EXCERPT:
○ ○ ○ ○

London, Paris, Berlin and New York have seen steady recovery in Airbnb occupancy rates in the latest quarter as international visitors return. It is likely that landlords have responded by letting more properties for short term stays too. Hong Kong’s local travel restrictions, including mandatory hotel quarantine, had continued to keep visitors away although hotel quarantine requirements were reduced to three days in August. This is certain to rise, given the lifting of quarantine requirements on travellers.

In May 2022, occupancy rates in Paris, Berlin, and New York City continued to out-perform London but by July, London’s occupancy rate marginally exceeded that of Paris. Airbnb occupancy rates in Berlin have steadily increased in the first half of the year, rising to the highest figure post-pandemic in June at 50% of 2019 levels. This coincides with the lifting of all COVID-19 entry restrictions in Germany in the same month. In July, Berlin surpassed New York City as the city with the highest occupancy rates at 49% of 2019 levels compared to New York’s 47%.

○ ○ ○ ○

PROBLEM REQUIREMENTS:
Answer these from the Airbnb occupancy excerpt above:
1. In which month were Hong Kong's hotel quarantine requirements cut to three days?
2. What share of 2019 levels did Berlin's occupancy rate reach in June?
3. What was New York City's occupancy rate in July, as a share of 2019 levels?
The listing that comes next has no role in this work.

○ ○ ○ ○

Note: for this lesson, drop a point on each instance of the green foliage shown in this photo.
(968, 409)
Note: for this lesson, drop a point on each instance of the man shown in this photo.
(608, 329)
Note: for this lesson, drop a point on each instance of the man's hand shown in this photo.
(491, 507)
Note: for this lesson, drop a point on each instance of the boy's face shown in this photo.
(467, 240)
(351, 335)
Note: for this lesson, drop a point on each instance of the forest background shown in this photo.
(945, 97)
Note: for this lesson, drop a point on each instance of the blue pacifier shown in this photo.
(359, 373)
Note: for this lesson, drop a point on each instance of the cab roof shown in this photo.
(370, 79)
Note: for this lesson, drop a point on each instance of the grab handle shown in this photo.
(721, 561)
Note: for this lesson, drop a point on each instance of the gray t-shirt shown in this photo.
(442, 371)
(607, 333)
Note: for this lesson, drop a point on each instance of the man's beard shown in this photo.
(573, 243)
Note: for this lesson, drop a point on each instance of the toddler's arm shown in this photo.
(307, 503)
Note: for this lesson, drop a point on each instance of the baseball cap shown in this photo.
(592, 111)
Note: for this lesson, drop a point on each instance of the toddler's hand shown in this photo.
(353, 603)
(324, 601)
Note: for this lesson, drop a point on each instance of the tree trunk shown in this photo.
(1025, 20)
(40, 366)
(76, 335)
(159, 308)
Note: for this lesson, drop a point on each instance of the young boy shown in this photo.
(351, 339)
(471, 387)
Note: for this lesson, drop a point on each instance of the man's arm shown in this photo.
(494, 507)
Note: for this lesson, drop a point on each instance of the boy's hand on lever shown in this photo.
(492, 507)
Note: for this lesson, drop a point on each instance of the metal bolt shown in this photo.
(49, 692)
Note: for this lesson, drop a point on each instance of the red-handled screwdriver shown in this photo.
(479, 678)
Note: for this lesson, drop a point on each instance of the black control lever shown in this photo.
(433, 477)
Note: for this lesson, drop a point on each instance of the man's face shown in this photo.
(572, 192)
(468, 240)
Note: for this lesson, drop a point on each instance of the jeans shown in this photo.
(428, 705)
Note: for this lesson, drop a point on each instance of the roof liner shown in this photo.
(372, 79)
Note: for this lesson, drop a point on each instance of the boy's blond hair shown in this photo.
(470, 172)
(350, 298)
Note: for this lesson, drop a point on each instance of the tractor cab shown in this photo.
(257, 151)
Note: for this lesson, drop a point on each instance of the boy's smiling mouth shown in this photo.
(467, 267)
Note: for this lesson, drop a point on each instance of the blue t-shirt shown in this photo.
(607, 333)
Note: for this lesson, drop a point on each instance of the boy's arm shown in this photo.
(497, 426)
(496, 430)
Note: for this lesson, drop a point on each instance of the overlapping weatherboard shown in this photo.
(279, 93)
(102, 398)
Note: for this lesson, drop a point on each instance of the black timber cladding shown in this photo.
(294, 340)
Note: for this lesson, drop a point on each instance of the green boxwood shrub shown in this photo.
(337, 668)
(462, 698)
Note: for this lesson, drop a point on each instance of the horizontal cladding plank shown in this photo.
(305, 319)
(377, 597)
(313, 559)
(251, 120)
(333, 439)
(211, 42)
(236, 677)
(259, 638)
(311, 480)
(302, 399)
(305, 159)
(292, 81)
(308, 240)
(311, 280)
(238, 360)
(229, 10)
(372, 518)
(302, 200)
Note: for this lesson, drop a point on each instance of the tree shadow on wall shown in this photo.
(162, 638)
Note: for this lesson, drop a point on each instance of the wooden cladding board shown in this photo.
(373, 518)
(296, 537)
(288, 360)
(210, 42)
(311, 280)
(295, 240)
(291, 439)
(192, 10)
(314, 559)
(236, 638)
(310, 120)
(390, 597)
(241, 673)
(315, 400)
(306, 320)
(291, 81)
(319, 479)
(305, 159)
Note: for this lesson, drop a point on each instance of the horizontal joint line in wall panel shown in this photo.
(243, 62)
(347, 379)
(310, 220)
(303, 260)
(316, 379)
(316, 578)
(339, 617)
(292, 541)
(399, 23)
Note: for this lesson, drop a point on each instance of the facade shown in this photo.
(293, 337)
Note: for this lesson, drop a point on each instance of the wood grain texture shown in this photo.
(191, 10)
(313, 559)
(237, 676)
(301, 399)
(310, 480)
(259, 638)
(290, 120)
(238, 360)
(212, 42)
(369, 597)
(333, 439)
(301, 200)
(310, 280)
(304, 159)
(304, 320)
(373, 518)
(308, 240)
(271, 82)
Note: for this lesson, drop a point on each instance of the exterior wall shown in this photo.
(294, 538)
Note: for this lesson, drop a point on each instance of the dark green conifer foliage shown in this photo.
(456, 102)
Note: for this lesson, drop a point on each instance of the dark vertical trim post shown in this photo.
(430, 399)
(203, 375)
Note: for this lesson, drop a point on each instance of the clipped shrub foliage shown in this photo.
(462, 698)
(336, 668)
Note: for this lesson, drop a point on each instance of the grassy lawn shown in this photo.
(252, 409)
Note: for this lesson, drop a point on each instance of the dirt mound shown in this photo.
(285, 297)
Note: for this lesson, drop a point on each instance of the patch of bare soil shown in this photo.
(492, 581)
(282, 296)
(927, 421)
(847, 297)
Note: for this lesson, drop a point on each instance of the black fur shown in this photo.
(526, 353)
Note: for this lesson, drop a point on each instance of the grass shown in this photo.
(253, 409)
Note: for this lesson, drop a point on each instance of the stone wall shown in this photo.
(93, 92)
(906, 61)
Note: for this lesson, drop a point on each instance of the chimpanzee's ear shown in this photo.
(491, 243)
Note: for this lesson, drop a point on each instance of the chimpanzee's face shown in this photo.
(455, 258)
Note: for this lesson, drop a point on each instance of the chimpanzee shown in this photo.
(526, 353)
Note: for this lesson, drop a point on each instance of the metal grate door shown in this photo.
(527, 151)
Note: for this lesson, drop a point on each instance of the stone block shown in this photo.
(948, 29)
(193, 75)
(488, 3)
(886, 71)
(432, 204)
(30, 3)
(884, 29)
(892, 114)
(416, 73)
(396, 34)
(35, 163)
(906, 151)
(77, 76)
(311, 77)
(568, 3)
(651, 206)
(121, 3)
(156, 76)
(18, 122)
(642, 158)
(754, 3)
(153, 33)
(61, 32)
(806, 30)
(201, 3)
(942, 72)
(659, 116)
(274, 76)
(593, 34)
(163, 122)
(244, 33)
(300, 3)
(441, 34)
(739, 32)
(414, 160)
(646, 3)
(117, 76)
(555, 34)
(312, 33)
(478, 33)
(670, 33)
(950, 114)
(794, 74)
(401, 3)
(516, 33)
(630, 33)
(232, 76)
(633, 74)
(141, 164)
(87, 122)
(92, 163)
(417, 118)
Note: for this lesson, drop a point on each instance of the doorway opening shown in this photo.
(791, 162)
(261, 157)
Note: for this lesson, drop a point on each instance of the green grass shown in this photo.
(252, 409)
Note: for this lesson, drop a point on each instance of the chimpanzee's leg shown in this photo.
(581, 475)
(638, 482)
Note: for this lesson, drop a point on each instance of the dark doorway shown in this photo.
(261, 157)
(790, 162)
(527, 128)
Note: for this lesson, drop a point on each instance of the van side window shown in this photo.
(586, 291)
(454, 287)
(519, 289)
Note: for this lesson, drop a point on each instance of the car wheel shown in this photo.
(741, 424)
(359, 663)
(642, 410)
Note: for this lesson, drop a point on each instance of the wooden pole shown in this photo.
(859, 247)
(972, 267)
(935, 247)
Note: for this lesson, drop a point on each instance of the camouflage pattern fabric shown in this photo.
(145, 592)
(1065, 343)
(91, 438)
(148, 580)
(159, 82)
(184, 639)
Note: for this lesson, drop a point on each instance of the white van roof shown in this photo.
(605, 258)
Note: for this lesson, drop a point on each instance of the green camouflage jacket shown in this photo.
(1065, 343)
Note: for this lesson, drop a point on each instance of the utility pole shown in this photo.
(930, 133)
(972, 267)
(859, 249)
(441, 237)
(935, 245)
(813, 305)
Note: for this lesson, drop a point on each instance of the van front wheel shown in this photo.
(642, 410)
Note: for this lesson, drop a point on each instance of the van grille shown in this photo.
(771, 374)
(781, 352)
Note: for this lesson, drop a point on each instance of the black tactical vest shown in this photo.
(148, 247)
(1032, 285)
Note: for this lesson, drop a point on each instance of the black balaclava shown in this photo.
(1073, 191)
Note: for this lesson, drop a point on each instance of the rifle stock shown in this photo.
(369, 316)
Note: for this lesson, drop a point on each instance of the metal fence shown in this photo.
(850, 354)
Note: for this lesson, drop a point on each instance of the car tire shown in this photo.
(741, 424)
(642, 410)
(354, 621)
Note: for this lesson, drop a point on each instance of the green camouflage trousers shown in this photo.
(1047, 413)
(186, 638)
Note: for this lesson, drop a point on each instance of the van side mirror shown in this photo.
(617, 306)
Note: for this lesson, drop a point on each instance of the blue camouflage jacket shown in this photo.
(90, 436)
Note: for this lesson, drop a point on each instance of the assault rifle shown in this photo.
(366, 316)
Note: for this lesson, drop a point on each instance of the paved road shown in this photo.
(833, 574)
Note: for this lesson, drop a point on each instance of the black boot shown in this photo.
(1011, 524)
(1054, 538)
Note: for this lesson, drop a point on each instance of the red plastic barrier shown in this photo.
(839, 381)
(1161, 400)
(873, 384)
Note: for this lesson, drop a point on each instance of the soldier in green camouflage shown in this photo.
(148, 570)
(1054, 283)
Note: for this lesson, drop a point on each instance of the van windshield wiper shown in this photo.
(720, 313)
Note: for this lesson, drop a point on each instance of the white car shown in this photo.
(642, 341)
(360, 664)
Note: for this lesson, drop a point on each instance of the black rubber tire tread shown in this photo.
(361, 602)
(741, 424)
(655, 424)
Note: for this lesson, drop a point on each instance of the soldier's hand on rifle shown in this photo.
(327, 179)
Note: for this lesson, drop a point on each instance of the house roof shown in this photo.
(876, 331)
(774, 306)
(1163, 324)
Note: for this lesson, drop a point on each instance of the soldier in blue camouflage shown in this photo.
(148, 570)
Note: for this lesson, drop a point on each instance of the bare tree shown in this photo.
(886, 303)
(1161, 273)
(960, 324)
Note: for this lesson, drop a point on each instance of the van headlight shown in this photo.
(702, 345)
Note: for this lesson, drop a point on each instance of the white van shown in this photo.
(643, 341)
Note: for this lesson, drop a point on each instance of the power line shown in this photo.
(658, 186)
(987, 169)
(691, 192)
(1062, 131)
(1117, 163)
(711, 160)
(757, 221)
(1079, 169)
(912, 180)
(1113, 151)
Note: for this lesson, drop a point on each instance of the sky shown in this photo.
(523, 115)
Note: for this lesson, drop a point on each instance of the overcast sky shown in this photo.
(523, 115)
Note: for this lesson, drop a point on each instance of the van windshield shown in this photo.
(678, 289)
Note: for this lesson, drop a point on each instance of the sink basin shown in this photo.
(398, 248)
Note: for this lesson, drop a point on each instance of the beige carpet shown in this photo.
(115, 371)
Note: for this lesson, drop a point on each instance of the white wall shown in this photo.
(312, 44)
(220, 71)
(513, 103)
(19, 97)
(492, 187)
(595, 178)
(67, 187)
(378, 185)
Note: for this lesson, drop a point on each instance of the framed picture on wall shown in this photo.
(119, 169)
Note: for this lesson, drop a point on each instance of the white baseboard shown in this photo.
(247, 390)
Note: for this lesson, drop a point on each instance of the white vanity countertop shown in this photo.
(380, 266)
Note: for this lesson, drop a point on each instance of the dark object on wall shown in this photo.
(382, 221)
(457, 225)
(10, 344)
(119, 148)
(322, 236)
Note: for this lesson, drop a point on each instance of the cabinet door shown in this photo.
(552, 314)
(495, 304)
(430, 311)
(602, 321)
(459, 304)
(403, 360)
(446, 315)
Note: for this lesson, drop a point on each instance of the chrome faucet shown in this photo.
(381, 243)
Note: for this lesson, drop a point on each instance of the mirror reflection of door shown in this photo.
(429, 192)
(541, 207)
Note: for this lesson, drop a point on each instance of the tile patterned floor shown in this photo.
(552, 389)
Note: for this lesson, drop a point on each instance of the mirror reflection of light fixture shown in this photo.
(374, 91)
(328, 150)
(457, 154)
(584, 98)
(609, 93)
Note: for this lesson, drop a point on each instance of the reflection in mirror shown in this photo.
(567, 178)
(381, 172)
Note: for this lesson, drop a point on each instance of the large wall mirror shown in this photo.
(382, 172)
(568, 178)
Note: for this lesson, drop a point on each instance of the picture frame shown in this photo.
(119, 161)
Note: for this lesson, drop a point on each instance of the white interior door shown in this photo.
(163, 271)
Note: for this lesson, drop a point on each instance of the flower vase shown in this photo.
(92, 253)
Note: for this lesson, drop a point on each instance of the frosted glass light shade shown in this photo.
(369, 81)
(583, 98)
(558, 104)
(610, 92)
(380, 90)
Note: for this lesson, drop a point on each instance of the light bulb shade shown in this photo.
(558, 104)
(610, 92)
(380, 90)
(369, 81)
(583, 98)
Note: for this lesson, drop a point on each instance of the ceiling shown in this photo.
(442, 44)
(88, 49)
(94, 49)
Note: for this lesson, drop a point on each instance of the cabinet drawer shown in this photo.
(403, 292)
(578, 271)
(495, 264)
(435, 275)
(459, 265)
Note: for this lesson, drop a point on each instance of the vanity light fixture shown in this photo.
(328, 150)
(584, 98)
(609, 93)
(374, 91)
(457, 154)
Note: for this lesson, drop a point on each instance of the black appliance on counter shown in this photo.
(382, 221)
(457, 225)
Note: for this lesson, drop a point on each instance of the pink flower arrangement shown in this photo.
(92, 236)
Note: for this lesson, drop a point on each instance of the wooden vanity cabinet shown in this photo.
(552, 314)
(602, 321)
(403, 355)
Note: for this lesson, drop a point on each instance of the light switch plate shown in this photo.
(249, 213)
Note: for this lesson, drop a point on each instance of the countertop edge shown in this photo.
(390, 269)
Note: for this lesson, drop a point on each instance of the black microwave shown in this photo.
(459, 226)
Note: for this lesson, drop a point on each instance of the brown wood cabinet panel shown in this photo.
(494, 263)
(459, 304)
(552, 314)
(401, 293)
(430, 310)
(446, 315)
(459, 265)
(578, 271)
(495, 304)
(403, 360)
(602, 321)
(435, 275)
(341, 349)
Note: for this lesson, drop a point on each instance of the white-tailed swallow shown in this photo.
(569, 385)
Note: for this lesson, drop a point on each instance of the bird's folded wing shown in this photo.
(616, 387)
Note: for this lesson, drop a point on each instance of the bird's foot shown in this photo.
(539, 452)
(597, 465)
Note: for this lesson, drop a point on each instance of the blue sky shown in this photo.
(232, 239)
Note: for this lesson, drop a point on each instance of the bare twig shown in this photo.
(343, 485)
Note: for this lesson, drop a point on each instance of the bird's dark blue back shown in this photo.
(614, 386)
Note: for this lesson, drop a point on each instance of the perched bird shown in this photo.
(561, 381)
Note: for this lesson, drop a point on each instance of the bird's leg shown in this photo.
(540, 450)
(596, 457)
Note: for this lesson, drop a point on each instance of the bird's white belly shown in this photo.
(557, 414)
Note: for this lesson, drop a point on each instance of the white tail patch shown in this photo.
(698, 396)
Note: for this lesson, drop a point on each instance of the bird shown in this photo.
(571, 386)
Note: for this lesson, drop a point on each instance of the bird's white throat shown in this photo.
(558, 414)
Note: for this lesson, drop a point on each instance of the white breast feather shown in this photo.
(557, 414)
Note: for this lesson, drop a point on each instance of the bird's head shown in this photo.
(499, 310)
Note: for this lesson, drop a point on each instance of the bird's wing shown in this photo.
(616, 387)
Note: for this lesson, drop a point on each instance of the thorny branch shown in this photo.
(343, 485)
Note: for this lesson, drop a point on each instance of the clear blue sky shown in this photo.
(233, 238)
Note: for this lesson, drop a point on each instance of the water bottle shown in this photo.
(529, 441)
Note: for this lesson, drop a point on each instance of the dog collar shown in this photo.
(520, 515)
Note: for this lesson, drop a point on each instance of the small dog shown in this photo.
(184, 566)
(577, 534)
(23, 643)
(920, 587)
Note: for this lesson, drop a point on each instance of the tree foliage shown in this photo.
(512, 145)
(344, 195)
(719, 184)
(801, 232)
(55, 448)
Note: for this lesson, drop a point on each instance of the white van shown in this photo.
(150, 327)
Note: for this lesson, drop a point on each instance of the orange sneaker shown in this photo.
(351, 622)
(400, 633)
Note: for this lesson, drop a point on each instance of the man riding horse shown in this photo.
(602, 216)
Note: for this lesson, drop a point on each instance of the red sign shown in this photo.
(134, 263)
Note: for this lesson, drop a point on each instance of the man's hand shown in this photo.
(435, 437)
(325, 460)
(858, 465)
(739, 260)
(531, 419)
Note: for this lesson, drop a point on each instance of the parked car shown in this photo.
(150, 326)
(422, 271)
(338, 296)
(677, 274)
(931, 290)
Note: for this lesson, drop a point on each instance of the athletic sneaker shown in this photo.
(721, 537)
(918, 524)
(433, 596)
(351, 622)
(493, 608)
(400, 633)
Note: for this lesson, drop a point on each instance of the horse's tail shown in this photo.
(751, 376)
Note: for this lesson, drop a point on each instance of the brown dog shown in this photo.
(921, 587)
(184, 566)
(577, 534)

○ ○ ○ ○

ANSWER TO THE PROBLEM:
1. August
2. 50%
3. 47%